* SOURCE EXCERPT
----

Monday, September 9 at 7:30p.m.
Gary Young
No Other Life (Creative Arts)
No Other Life gathers in a single volume
two earlier works by Gary Young, Days and the award-winning Braver
Deeds with the final book in his trilogy, If He Had. Utilizing
what Jane Hirshfield calls," a sinuous, brief prose-poem form that carries
a flavor uniquely its own", Young weaves a pattern of compelling and
often harrowing correspondences that Ethan Paquin described in Quarterly
West as "an exploration of thresholds, of human endurance." Although
every poem stands as an independent utterance, each book suggests a
discrete poetic unit, and the entire trilogy can be read as a long poem
in three parts. His poems have appeared in Poetry, The American
Poetry Review, The Nation, and many other journals.
Tuesday, September 10 at 7:30p.m.
Ann Packer
The Dive from Clausen's Pier (Knopf)
"The Dive from Clausen's Pier is one of
those small miracles that reinforce our faith in fiction. It does what
the best novels so often do, making the largest things visible by its
perfect rendering of life on the smaller scale. It is witty, tragic
and touching, and beguiling from the first page," writes Scott Turow.
A longing for a change in the once satisfying sameness in her life comes
crashing into Carrie Bell just as her fiancé is seriously injured in
an accident, and now she must ask: How much do we owe the people we
love? Is it a sign of strength or of weakness to walk away from someone
in need? Elegantly written and ferociously paced, emotionally nuanced
and morally complex, this national bestseller marks the emergence of
a prodigiously gifted new novelist.
Thursday, September 12 at 7:30p.m.
John Keahey
Venice Against the Sea: A City Besieged (St. Martins)

----

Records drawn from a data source
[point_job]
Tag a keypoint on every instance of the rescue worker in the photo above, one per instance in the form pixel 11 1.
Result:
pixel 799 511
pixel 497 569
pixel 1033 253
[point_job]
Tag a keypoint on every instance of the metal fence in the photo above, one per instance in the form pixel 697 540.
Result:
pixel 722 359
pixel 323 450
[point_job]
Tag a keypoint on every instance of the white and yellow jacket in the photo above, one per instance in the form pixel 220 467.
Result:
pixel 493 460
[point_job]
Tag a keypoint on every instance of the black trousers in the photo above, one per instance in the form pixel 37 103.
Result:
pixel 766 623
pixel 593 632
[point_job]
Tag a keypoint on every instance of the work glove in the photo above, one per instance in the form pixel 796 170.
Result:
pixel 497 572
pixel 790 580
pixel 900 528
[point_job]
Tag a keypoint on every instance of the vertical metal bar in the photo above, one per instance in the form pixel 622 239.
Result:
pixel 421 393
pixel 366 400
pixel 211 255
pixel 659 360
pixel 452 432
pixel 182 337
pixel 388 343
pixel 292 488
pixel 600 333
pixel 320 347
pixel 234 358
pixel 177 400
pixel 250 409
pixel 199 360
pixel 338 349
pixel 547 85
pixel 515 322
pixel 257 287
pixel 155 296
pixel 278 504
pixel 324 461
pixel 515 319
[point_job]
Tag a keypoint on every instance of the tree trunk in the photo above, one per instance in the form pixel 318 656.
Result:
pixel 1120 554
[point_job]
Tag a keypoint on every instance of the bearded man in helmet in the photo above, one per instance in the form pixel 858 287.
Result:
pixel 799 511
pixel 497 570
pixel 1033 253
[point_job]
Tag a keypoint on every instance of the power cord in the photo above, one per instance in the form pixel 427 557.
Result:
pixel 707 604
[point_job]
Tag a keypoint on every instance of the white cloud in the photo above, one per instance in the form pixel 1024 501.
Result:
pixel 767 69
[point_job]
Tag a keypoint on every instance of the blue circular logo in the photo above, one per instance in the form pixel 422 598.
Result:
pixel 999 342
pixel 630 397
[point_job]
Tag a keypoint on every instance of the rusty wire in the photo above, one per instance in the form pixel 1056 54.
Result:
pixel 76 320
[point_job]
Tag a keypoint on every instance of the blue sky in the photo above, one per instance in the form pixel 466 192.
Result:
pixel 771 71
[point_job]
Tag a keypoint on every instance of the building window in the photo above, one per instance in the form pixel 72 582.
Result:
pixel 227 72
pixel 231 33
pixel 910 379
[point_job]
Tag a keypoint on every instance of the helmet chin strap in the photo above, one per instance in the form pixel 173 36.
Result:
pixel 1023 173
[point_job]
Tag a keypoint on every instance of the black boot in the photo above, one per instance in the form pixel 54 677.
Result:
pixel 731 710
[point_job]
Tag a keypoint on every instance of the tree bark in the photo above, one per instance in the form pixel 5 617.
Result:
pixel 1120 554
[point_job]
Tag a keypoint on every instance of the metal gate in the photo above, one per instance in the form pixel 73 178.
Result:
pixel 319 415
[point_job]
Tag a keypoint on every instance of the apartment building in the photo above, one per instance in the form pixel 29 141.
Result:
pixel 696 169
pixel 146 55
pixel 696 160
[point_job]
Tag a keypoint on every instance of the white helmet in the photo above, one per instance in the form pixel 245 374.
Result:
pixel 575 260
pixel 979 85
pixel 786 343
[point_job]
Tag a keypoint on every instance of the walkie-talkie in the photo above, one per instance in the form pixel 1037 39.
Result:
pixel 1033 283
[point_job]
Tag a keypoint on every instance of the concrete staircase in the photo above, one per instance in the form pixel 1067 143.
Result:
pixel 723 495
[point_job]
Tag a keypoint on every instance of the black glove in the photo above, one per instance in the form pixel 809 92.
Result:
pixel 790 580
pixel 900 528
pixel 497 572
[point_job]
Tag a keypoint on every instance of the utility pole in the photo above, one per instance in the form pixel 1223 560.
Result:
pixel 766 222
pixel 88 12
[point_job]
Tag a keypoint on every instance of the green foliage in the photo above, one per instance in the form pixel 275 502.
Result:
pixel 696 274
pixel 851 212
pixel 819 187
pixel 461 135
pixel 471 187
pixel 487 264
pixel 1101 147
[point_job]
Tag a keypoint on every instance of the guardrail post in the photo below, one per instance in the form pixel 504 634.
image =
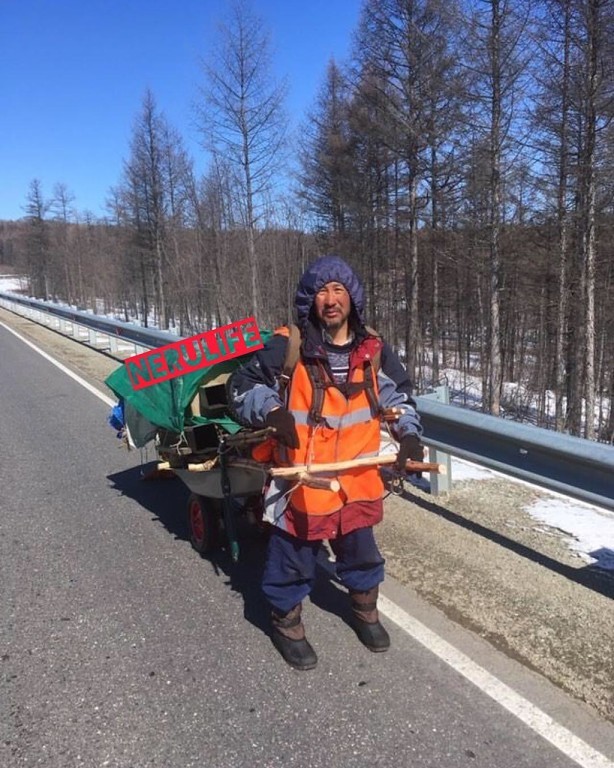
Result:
pixel 440 483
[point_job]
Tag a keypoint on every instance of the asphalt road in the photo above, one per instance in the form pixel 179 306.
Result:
pixel 121 647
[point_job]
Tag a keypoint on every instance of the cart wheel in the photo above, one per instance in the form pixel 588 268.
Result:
pixel 203 523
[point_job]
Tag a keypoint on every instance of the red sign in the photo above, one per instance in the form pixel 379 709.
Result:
pixel 191 354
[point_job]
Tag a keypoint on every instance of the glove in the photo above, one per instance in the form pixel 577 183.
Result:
pixel 285 428
pixel 410 448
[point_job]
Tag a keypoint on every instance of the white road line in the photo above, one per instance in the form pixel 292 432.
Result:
pixel 63 368
pixel 537 720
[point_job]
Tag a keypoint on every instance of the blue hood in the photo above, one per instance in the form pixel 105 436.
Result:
pixel 324 270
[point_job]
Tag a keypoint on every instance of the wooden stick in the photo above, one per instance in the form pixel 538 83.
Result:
pixel 325 483
pixel 369 461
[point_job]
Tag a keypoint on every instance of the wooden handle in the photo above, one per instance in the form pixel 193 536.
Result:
pixel 323 483
pixel 391 414
pixel 370 461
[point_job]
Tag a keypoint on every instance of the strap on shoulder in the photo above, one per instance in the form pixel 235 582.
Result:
pixel 293 351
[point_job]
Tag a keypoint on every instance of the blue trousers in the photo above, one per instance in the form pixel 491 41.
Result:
pixel 289 571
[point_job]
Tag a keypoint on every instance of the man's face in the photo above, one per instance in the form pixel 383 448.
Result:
pixel 333 304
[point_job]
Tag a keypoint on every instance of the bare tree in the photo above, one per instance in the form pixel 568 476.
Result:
pixel 242 119
pixel 37 240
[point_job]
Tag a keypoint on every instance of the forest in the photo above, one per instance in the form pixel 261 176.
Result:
pixel 462 160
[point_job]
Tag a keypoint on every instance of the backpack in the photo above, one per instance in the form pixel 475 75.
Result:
pixel 318 381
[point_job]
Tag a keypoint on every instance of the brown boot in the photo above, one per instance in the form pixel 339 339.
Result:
pixel 289 638
pixel 365 620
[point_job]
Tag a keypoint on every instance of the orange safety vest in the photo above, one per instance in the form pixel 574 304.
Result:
pixel 348 429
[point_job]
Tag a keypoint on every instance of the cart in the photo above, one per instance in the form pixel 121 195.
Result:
pixel 200 440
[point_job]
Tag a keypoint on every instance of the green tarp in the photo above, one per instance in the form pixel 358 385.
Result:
pixel 164 404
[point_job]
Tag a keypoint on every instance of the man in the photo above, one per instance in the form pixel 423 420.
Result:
pixel 329 411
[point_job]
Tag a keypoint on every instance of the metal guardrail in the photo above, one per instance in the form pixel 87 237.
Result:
pixel 571 465
pixel 142 338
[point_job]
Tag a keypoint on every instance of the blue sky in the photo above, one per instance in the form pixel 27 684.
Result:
pixel 73 74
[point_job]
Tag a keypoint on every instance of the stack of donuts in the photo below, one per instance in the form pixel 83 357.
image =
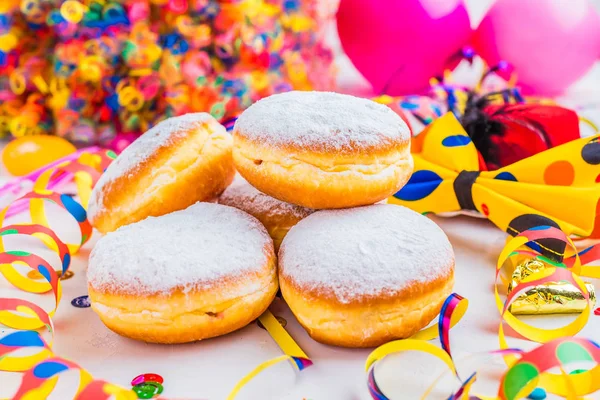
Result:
pixel 203 227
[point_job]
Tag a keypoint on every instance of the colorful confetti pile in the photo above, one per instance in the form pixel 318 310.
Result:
pixel 90 69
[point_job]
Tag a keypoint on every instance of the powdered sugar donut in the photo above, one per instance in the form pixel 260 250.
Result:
pixel 364 276
pixel 178 162
pixel 277 216
pixel 189 275
pixel 322 150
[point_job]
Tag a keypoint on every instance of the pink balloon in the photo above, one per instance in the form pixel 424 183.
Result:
pixel 399 45
pixel 550 43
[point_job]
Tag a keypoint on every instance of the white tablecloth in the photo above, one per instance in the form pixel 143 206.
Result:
pixel 209 369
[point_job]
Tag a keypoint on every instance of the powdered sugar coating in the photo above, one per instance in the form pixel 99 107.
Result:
pixel 190 249
pixel 161 135
pixel 321 121
pixel 364 251
pixel 242 195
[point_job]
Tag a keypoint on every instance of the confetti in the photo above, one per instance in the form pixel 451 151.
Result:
pixel 93 70
pixel 147 378
pixel 81 302
pixel 148 390
pixel 40 366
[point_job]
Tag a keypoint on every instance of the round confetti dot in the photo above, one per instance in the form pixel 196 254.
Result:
pixel 559 173
pixel 81 302
pixel 577 371
pixel 485 210
pixel 537 394
pixel 143 378
pixel 456 141
pixel 148 390
pixel 506 176
pixel 281 321
pixel 519 375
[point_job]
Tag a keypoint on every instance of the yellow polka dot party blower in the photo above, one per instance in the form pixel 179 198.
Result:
pixel 558 187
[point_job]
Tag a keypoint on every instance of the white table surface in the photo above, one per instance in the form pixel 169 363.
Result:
pixel 209 369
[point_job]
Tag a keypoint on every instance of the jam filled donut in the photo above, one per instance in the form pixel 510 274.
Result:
pixel 364 276
pixel 185 276
pixel 322 150
pixel 277 216
pixel 178 162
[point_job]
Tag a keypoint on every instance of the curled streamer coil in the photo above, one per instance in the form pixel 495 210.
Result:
pixel 42 368
pixel 526 369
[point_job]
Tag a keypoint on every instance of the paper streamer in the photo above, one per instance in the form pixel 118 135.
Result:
pixel 42 369
pixel 292 351
pixel 534 366
pixel 452 311
pixel 526 370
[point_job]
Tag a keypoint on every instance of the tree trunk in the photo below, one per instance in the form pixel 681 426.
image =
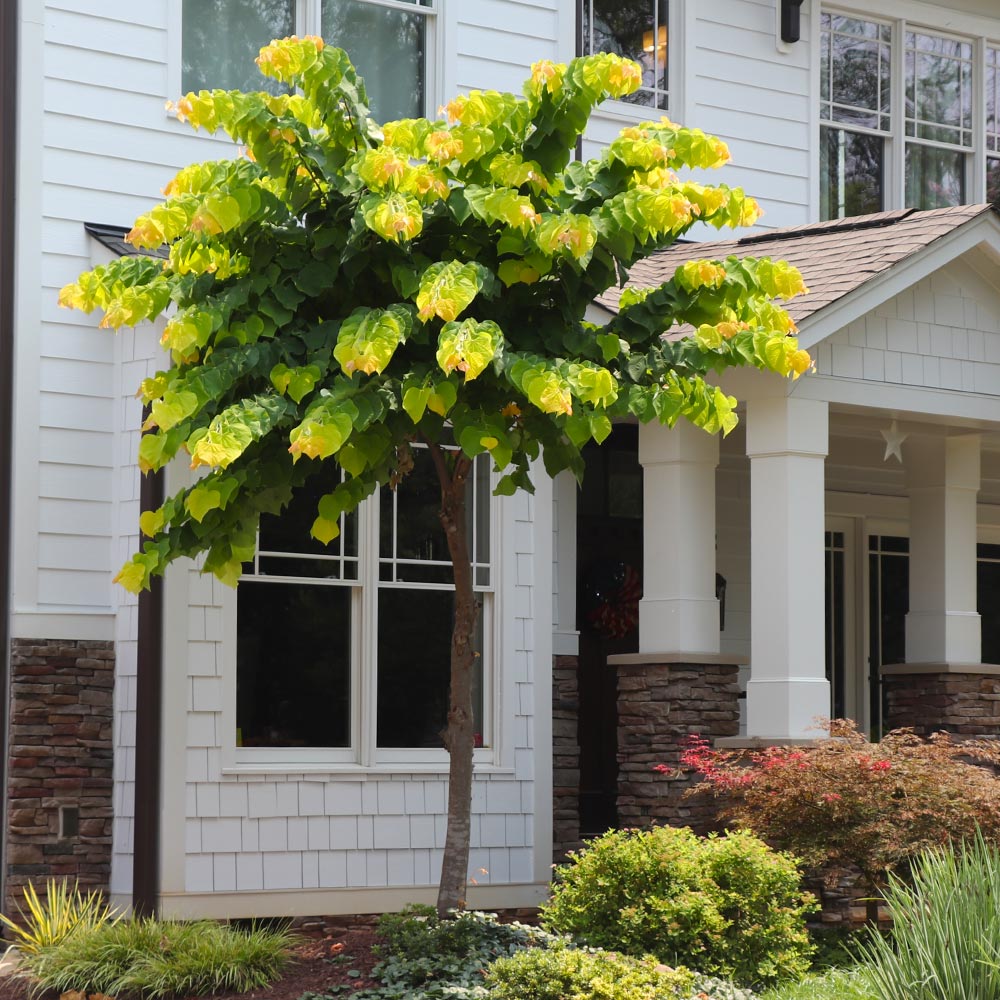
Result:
pixel 459 736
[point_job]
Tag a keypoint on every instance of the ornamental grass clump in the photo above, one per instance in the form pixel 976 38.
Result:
pixel 45 922
pixel 945 941
pixel 158 958
pixel 725 905
pixel 844 801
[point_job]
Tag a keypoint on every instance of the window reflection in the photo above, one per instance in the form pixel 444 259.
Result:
pixel 634 29
pixel 221 39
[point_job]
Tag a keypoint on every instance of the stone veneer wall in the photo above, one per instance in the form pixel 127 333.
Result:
pixel 565 757
pixel 660 704
pixel 963 703
pixel 59 756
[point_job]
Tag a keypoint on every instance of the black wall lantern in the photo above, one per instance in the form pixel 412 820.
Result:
pixel 790 31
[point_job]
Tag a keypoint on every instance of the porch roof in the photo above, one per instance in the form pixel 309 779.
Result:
pixel 835 257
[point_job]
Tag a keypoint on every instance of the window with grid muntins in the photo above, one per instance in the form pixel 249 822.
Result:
pixel 902 110
pixel 387 41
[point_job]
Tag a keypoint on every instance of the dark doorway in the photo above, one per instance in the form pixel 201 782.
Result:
pixel 609 581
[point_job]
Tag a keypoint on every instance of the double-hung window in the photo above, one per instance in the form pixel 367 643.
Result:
pixel 993 125
pixel 855 66
pixel 909 116
pixel 343 650
pixel 388 41
pixel 635 29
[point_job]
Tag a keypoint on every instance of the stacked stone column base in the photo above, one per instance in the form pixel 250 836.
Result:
pixel 958 698
pixel 663 699
pixel 59 761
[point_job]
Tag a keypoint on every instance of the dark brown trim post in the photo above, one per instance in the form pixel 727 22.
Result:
pixel 9 21
pixel 148 729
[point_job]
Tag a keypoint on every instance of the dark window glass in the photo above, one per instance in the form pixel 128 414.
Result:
pixel 294 673
pixel 889 601
pixel 993 100
pixel 993 182
pixel 852 170
pixel 414 666
pixel 220 40
pixel 388 48
pixel 935 178
pixel 635 29
pixel 836 632
pixel 989 605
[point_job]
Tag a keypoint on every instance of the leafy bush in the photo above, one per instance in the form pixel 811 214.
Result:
pixel 63 912
pixel 559 972
pixel 945 941
pixel 724 905
pixel 845 801
pixel 158 958
pixel 425 956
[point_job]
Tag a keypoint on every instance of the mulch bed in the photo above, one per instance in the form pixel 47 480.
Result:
pixel 317 965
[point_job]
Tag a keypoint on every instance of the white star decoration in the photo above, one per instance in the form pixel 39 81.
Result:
pixel 894 439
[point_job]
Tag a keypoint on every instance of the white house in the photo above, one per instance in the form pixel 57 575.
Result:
pixel 851 523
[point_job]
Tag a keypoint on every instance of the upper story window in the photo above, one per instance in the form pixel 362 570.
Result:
pixel 636 29
pixel 993 125
pixel 343 650
pixel 902 114
pixel 386 39
pixel 855 73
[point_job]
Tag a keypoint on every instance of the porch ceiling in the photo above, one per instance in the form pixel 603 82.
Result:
pixel 856 459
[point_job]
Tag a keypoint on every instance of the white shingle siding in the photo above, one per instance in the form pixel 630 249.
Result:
pixel 942 333
pixel 244 831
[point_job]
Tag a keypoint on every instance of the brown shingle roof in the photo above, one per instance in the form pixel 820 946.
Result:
pixel 834 257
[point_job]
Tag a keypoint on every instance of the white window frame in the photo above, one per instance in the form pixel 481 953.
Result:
pixel 903 16
pixel 675 48
pixel 363 754
pixel 307 22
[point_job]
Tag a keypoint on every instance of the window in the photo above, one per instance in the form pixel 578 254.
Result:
pixel 939 132
pixel 386 39
pixel 636 29
pixel 993 126
pixel 901 117
pixel 855 71
pixel 345 649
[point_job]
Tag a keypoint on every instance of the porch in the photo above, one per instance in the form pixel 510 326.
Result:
pixel 838 555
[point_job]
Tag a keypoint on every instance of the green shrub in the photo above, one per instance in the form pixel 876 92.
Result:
pixel 62 912
pixel 562 971
pixel 726 905
pixel 158 958
pixel 424 956
pixel 945 941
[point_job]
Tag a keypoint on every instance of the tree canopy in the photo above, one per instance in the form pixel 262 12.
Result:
pixel 345 287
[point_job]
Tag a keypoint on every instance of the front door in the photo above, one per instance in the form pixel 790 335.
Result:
pixel 609 582
pixel 843 665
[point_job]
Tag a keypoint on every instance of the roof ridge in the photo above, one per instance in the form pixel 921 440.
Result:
pixel 851 224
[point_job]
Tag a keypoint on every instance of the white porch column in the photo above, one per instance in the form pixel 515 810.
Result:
pixel 943 479
pixel 679 612
pixel 787 442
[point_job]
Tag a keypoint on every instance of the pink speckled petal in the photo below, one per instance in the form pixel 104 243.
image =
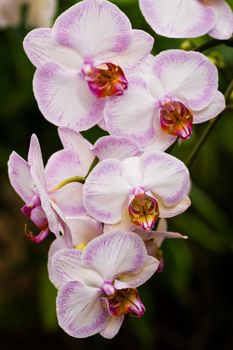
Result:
pixel 124 252
pixel 83 229
pixel 64 98
pixel 79 310
pixel 105 192
pixel 67 266
pixel 20 177
pixel 162 140
pixel 138 50
pixel 133 281
pixel 166 177
pixel 93 26
pixel 58 244
pixel 179 18
pixel 131 115
pixel 37 172
pixel 112 327
pixel 189 77
pixel 212 110
pixel 41 48
pixel 115 147
pixel 223 28
pixel 61 166
pixel 171 211
pixel 75 141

----

* REQUIRED WORK
Can you carry the author reading schedule forward, picking up right after its last line about Venice Against the Sea? These items are separate from the author reading schedule and have no connection to it.

* EXERCISE RESPONSE
Award winning journalist John Keahey explains
how the beautiful and historical city of Venice is slowly, irreversibly
sinking. A natural geologic tendency coupled with the human elements
of exploiting underground water resources and global warming have locked
scientists, engineers, preservationists, and politicians in a world
debate over how to ease this crisis. A riveting history and extensively
researched report on a beloved city that is slipping away into the Adriatic.
Tuesday, September 17 at 7:30p.m.
Gregg Herken
Brotherhood of the Bomb (Holt)
The story of the twentieth century is largely
the story of the power of science and technology. Within that story
is the incredible tale of the human conflict between Robert Oppenheimer,
Ernest Lawrence, and Edward Teller, the scientists most responsible
for the advent of weapons of mass destruction, which is now told in
vivid detail by Gregg Harken. "Brotherhood of the Bomb is fast-paced,
deeply researched, and resolves many longtime mysteries. More authoritatively
than any previous history..." writes Richard Rhodes, author of The
Making of the Atomic Bomb.
Wednesday, September 18 at 7:30p.m.
Antonio and Jonna Mendez
Spy Dust (Atria Books)
Three American intelligence officers - Aldrich
Ames, Edward Howard Lee, and Robert Hanssen - endangered the lives of
countless fellow agents working abroad when they shared highly sensitive
information with the Soviet Union. For the first time, CIA officers
Antonio and Joanna Mendez, husband and wife, offer an insider's account
of the effect of the spies' betrayals and disclose their personal experiences
as secret agents who created new operational techniques during the close
of the Cold War. Spy Dust is a tribute to all men and women who
serve in intelligence and detailed look at the risks and dangers international
spies encounter.
Saturday, September 21 at 7:30p.m.
Chuck Palahniuk
Lullaby (Doubleday)
"Imagine a plague that you catch through your
ears...imagine an idea that occupies your mind like a city" writes the
electric author of Fight Club and Choke in his latest
thriller Lullaby. Another provocative, blackly comic take on
contemporary culture, Lullaby reinvents the apocalyptic thriller
for our times, delivering a parable on the sensory overload in the age
of information.
Sunday, September 22 at 2:30p.m. **
H. W. Brands
The Age of Gold (Doubleday)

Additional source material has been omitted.